* [Exercise instructions]: Your answer should consist only of the line with "roadside grass verge." and the lines after it, reproduced exactly through the end of the entries below.

*** Opening Material provided ***

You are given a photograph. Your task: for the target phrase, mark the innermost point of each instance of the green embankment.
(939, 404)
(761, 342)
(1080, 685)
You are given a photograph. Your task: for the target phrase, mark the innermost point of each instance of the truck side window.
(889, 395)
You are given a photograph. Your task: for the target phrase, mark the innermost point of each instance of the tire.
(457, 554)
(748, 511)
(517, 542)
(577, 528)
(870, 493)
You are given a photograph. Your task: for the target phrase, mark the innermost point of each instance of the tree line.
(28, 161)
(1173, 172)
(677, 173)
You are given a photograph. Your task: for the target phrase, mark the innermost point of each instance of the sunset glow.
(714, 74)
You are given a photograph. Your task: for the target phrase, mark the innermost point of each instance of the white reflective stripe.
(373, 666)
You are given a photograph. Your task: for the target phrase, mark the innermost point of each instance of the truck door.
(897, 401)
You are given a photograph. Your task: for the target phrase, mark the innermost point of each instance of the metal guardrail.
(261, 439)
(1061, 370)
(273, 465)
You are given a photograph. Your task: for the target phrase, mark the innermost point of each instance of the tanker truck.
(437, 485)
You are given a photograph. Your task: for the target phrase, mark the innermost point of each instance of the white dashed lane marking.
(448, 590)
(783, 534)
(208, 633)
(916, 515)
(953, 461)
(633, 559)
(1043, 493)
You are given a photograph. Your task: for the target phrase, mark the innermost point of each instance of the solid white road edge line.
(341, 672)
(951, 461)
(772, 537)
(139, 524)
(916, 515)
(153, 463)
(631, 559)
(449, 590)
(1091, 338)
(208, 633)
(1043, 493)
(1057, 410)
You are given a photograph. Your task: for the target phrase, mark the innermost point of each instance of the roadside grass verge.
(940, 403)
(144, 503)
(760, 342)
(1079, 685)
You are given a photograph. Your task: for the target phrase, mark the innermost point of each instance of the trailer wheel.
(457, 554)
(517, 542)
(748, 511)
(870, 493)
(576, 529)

*** Closing Material provided ***

* [Output of the task]:
You are given a photograph. Your task: for the target phrase, mark the innermost point of each instance of the roadside grass verge.
(940, 403)
(144, 503)
(760, 342)
(1079, 685)
You are given a photograph. Your task: for the target phrase, mark the innermost point of each instance of the trailer wheel.
(457, 554)
(517, 542)
(748, 511)
(870, 493)
(576, 529)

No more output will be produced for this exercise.